**引用文**
++++++++++++++++++++
見出し画像

「ゆうがたクインテット」が生んだ世界的ヴァイオリニスト:Trubute to Hina Maeda!

とても素敵な記事を読みました。ご紹介します。

大阪府豊中市出身のヴァイオリニストの前田妃奈さん(22歳)。

2022年にヴィエニアフスキ国際ヴァイオリンコンクールで優勝されたのだそうですが、残念ながら、二年前のこと、わたしは全く記憶していません。

きっと大きく報道されていたはず。

仕事が忙しかった時期なので、全然気が付きませんでした。

前田妃奈のブラームス!

コンクール優勝の後には世界凱旋ツアーなども見事にこなされて、日本に無事帰ってこられた前田さんのことを知ることができて嬉しいです。
++++++++++++++++++++
保存された記録:

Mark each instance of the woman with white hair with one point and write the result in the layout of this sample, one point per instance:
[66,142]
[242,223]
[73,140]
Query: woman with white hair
++++++++++++++++++++
**やること**
**A)** 次の(i)〜(iii)が引用文の内容と合っているかを、それぞれ「はい」か「いいえ」で答えてください。判断の決め手となる引用文の言葉をそのまま引いて添えること。
(i) 前田妃奈さんは大阪府豊中市の出身である。
(ii) 筆者は2022年のコンクール優勝をよく覚えていた。
(iii) 前田さんはコンクール優勝の後、世界凱旋ツアーを行った。
**B)** 前田妃奈さんについての引用文を、最後の文の次から書き継いでください。

**解答**
**A)**
(i) はい。「大阪府豊中市出身のヴァイオリニストの前田妃奈さん(22歳)。」
(ii) いいえ。「わたしは全く記憶していません。」
(iii) はい。「世界凱旋ツアーなども見事にこなされて」

**B)**
ブラームス・ヴァイオリン協奏曲作品77
第一楽章コーダ。全身全霊を傾けて没我の境地で渾身の演奏

すべてのコンクール優勝者や入賞者を応援するわけではありませんが、前田さんがコンクールの本選で演奏したブラームスを聴いて、確信しました。

彼女は私の大好きなタイプの全身全霊で音楽と向き合う演奏家であると。

こういう演奏家はいつだって推したい。

そうでない演奏家もたくさんいますからね

ビジネスの道具として音楽をしていたり、クラシック音楽の伝統を重んじていなかったり。

演奏家の音楽に対する姿勢と志がわたしには大事。

これに共感できないと、どんなに良い演奏をしていても、推せません。

推したくなるか、アンチになるか。

日本人だから推すのではなく、彼女が素晴らしい演奏家だから推すのです。

第二楽章・全身全霊で祈るように奏でるヘ長調のアダージョ
音楽は短調に陰り、深い憂愁が漂う
エクスタシー!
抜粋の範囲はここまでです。